>> Begin

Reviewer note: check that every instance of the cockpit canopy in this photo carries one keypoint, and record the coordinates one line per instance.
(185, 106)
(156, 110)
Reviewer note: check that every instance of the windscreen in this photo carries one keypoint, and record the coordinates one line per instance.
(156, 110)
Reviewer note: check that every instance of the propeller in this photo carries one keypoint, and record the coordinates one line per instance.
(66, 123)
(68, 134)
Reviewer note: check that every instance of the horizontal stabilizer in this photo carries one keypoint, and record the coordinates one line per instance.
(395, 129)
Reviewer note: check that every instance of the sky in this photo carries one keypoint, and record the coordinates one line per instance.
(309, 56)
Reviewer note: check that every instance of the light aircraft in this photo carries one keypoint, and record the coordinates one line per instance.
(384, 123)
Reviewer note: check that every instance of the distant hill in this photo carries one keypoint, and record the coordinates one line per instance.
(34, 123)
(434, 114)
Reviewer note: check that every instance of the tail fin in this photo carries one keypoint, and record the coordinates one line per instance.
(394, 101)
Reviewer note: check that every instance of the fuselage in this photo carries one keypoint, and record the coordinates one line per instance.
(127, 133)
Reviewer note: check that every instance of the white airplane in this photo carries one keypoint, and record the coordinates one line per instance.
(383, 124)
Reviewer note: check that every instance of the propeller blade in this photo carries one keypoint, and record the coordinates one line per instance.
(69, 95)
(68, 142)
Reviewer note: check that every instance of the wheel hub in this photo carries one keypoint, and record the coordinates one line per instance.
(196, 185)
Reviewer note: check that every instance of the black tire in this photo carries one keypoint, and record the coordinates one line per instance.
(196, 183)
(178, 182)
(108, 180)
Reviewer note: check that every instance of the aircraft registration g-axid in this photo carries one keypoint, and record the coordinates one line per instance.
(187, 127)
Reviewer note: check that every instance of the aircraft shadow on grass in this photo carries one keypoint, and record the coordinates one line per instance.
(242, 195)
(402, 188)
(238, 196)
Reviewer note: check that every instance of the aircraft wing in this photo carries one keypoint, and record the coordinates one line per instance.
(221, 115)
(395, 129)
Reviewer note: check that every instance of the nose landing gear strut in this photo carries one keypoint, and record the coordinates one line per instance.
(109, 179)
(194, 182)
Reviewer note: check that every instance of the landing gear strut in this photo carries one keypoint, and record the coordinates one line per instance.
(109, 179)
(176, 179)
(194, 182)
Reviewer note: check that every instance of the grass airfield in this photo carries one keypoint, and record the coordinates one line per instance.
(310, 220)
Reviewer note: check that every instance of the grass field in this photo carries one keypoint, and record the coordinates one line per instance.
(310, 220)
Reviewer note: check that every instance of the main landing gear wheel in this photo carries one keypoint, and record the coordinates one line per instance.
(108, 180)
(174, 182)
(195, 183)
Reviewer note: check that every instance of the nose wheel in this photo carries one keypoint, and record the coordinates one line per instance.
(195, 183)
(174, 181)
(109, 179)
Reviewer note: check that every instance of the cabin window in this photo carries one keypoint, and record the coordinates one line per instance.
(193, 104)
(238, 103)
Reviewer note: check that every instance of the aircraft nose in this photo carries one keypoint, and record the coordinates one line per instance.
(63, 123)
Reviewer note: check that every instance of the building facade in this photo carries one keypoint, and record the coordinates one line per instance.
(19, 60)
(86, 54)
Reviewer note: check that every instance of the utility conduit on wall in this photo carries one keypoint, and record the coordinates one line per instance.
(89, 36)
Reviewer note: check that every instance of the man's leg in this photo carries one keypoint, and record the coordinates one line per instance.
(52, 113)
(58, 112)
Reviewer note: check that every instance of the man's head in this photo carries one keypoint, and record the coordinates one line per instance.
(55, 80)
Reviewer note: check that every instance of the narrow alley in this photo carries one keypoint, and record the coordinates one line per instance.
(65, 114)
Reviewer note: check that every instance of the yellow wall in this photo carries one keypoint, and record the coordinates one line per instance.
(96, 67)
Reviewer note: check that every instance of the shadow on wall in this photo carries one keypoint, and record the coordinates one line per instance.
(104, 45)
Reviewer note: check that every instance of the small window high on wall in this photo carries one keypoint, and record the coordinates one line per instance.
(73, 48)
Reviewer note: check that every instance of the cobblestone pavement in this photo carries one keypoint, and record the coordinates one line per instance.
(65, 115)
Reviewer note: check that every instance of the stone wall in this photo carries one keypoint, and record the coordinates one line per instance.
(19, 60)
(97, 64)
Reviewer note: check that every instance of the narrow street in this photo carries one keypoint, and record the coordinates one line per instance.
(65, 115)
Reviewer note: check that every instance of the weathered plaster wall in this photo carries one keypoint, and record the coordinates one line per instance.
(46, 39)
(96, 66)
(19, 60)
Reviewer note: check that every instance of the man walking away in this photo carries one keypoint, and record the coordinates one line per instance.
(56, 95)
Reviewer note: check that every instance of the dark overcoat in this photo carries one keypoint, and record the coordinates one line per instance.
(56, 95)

>> End
>> Begin

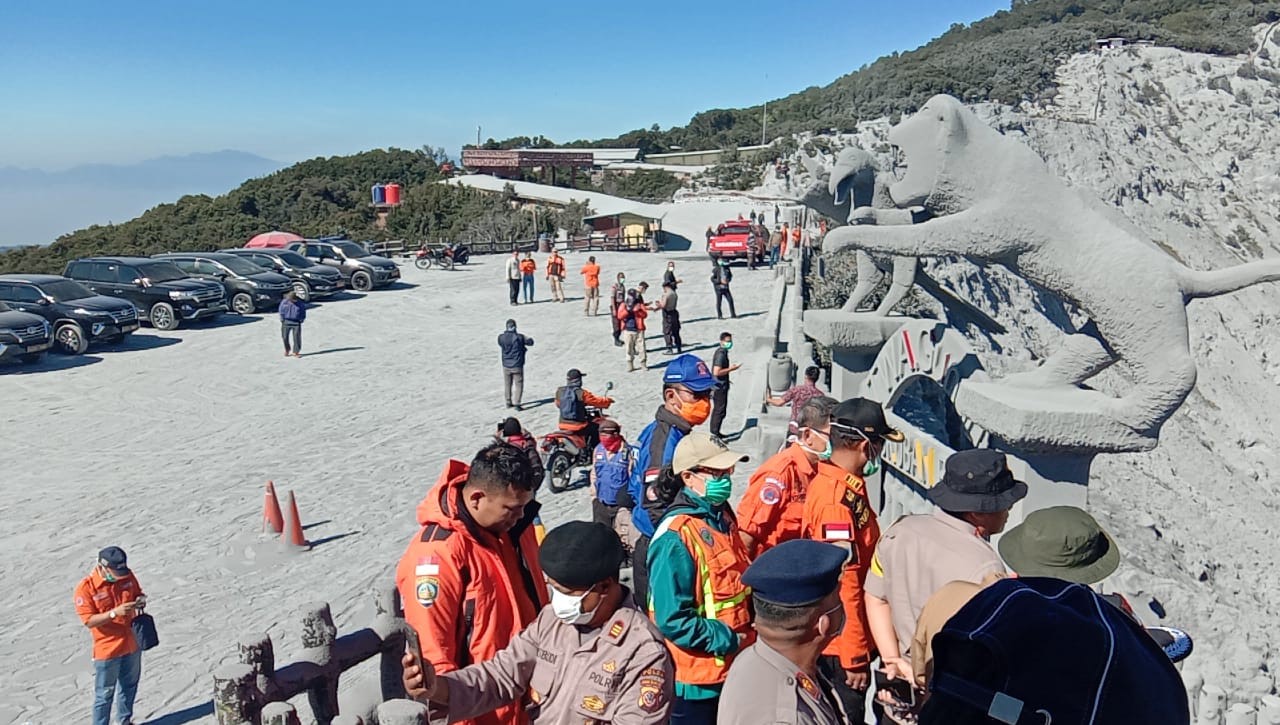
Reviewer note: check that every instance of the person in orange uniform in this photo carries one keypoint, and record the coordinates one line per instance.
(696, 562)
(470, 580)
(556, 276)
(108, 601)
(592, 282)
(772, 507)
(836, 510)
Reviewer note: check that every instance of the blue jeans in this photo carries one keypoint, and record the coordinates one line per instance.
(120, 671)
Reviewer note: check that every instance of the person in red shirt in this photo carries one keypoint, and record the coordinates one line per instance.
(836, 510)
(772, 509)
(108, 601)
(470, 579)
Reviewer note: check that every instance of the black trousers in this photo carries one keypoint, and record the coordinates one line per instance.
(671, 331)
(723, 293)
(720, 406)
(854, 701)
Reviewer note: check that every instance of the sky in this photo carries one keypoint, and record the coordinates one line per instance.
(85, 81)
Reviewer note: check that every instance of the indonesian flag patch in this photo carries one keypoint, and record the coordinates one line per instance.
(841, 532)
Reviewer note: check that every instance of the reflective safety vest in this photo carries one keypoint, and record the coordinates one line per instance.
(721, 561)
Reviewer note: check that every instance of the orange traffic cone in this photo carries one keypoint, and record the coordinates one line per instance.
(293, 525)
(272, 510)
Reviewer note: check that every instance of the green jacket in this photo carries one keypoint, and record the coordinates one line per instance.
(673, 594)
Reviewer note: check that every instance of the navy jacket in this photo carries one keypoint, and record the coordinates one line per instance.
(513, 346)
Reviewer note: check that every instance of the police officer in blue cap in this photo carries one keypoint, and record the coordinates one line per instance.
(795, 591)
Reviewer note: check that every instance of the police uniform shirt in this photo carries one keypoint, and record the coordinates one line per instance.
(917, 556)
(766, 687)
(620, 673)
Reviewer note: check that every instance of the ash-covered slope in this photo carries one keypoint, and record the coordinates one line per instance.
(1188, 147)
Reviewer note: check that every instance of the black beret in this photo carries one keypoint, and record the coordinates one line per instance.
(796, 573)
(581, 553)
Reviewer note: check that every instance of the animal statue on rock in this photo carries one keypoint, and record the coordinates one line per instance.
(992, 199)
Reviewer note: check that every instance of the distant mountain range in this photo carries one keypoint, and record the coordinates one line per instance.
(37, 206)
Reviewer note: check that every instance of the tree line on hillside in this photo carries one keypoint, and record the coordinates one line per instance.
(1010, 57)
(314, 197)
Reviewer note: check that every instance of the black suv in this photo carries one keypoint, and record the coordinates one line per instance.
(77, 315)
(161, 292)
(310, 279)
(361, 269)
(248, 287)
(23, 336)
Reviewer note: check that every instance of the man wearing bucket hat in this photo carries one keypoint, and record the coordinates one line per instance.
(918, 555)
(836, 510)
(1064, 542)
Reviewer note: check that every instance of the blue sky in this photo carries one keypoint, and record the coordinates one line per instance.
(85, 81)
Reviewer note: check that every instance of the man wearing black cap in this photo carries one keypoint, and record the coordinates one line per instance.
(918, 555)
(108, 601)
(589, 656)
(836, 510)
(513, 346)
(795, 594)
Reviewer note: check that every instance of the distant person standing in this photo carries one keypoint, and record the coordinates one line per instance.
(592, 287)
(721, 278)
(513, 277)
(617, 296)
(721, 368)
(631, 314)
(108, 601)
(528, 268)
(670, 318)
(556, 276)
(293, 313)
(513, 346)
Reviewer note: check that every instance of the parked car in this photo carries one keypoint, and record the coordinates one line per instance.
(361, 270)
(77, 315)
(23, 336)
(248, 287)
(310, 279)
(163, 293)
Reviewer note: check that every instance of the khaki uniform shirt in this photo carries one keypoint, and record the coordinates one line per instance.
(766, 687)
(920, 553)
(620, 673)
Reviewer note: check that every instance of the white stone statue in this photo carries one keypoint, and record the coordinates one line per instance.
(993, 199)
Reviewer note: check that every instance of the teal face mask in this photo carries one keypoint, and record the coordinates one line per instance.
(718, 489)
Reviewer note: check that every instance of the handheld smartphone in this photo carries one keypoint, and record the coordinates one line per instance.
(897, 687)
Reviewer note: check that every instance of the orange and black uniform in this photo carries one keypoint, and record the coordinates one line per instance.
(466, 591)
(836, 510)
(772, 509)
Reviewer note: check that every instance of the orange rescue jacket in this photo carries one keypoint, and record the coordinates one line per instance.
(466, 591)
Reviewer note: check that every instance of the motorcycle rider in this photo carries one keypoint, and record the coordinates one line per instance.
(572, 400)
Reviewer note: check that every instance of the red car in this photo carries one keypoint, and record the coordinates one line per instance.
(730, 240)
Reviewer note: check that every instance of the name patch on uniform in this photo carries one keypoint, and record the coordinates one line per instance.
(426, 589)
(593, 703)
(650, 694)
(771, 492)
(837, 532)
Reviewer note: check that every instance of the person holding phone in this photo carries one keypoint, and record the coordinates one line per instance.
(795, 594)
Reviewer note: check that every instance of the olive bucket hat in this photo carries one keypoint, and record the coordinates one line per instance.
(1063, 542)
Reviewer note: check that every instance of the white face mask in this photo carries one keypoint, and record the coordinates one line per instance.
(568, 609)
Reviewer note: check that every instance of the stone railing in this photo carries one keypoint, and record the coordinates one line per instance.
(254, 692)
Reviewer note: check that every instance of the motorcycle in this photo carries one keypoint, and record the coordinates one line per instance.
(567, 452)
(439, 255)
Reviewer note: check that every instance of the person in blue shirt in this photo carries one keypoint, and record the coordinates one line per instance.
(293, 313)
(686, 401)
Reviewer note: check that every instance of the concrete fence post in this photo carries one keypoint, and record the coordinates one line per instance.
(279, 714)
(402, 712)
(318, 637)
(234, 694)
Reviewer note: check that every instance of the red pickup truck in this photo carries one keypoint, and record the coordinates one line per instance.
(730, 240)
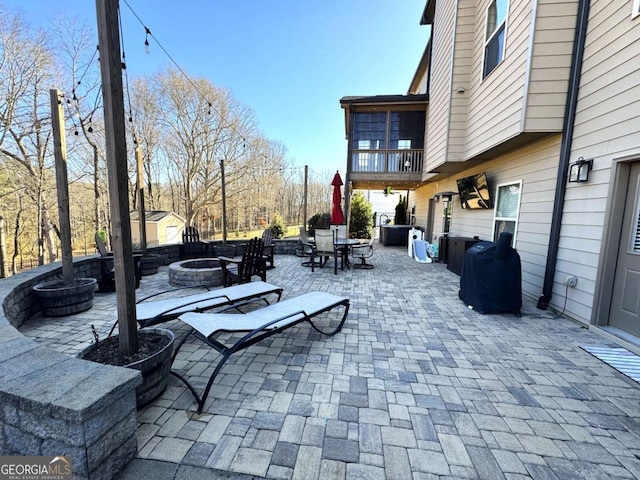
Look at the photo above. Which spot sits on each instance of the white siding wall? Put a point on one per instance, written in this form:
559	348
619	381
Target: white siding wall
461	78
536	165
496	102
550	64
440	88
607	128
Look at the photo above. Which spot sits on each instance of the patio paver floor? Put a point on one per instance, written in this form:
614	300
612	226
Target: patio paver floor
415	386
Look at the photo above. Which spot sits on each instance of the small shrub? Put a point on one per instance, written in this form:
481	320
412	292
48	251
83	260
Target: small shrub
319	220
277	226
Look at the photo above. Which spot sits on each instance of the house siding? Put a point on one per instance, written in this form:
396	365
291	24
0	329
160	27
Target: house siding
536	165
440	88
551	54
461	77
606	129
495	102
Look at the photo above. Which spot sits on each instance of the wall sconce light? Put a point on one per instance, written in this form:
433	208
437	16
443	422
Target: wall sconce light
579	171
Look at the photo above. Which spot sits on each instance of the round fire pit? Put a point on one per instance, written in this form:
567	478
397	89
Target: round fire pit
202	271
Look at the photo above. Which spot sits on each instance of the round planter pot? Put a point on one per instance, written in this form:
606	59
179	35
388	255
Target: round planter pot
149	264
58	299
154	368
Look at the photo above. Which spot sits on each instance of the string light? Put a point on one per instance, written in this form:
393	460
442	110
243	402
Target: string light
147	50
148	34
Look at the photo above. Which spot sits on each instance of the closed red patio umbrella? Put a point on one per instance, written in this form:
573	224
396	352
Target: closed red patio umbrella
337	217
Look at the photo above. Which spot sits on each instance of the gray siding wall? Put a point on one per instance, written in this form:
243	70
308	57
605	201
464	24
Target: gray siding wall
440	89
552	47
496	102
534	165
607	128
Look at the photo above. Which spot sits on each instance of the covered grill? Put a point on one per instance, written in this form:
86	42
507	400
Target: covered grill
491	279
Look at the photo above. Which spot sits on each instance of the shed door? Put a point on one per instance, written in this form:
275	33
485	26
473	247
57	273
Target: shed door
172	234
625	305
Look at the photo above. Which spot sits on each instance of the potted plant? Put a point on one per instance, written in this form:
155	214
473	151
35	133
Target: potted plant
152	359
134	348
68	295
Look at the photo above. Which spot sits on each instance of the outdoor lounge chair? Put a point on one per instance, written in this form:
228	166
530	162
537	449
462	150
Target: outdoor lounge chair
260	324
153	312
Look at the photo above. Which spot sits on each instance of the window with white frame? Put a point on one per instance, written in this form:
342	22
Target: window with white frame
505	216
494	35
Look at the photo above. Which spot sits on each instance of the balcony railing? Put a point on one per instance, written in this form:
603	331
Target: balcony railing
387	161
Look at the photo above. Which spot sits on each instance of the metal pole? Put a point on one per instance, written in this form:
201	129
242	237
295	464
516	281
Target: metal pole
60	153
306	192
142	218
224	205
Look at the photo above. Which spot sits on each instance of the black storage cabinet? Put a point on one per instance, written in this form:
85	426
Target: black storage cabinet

>> End

- **WHAT IS NEEDED**
Count the lines in the material above that contain the string "with", treating uppercase and lowercase as different. Give only the number.

- **REPLY TO THE EXERCISE**
2